_MATERIAL:_
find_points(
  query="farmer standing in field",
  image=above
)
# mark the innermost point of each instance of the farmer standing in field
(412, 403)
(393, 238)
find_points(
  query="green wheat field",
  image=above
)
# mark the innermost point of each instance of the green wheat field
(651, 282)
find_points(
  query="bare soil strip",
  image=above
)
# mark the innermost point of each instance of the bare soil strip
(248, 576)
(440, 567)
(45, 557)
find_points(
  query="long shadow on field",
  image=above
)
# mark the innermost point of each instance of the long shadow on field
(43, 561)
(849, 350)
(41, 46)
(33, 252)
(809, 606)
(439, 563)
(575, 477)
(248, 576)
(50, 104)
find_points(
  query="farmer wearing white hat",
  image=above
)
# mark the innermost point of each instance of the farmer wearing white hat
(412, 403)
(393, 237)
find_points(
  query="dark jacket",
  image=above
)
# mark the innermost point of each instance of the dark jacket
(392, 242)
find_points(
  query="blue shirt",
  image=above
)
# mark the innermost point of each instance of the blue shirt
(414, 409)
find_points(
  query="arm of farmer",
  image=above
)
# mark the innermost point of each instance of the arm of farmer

_YOUR OBJECTIVE:_ Using the data above, repeat every line exactly.

_WORKED ANSWER:_
find_points(
  query="farmer standing in field",
  image=above
)
# mark the innermost point of each instance of the farmer standing in field
(412, 403)
(393, 238)
find_points(
  query="green wheat field",
  image=above
)
# mark the innermost point of each instance of the green wheat field
(651, 282)
find_points(
  query="bare soil strip",
  image=above
)
# mark the innermost point of each instance of the bare soil strip
(248, 576)
(440, 567)
(45, 557)
find_points(
  query="long shadow on field",
  image=above
)
# mark the innermost point of each instance of the long shadow on field
(43, 561)
(849, 350)
(41, 46)
(33, 252)
(809, 606)
(439, 563)
(575, 477)
(248, 576)
(50, 104)
find_points(
  query="farmer wearing white hat",
  image=above
)
# mark the innermost point of each instance of the farmer wearing white hat
(412, 403)
(393, 237)
find_points(
  query="dark jacket",
  image=above
)
# mark the innermost point of each instance of the dark jacket
(392, 242)
find_points(
  query="blue shirt",
  image=above
)
# mark the innermost point of each instance of the blue shirt
(414, 409)
find_points(
  query="arm of farmer",
  image=above
)
# mark the innermost point of each instance of the arm of farmer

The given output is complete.